-- START OF EXCERPT TO READ --

Im sure code density is another thing that doesn't matter........

Now the funny thing about all of this is, what was the actual clock of the M3, 2.5 or 2.9. When looking to make a comparison 2.5 v 2.9 shaves another 100mV off Zen power consumption.

I asked simple question before (because i dont know) like what is the peak/95th percentile power a wide oooe arm core uses during a non thermally constrained benchmark, get crickets. Without data like this its all just going to be opinion, We can get this data for x86, we can manually set ctdp states and test on x86.........

DeletedMember377562 · Feb 16, 2018

el etro said:
I completely disagree. Soon enough they will all meet the same dead end ILP extraction wise that Intel (and soon AMD) met. It's easier to follow than to trail blaze, don't expect the meteoric performance jumps we see right now to continue for long. There isn't much more that can be improved hardware wise for absolute performance, not without completely blowing up power budgets to the point where just adding more cores is far more efficient.

-- END OF EXCERPT TO READ --

SET PROBLEM: Reproduce a passage from the processor forum thread word for word, starting with the words "Now the funny" and ending after the words "test on x86.........".

-- START OF COLLECTED DATA --

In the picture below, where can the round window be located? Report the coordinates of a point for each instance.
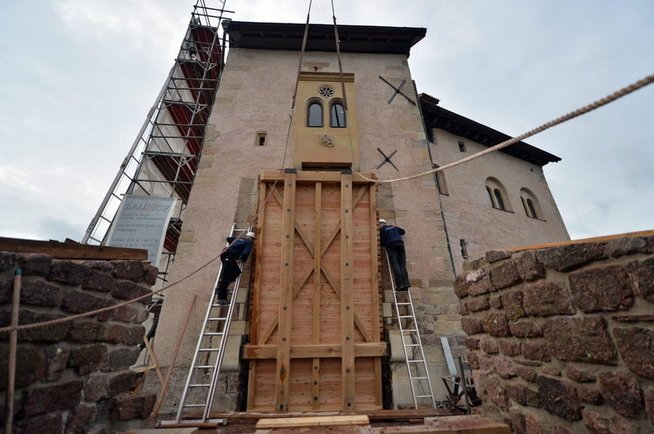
(326, 90)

-- END OF COLLECTED DATA --

WORKED SOLUTION:
Now the funny thing about all of this is, what was the actual clock of the M3, 2.5 or 2.9. When looking to make a comparison 2.5 v 2.9 shaves another 100mV off Zen power consumption.

I asked simple question before (because i dont know) like what is the peak/95th percentile power a wide oooe arm core uses during a non thermally constrained benchmark, get crickets. Without data like this its all just going to be opinion, We can get this data for x86, we can manually set ctdp states and test on x86.........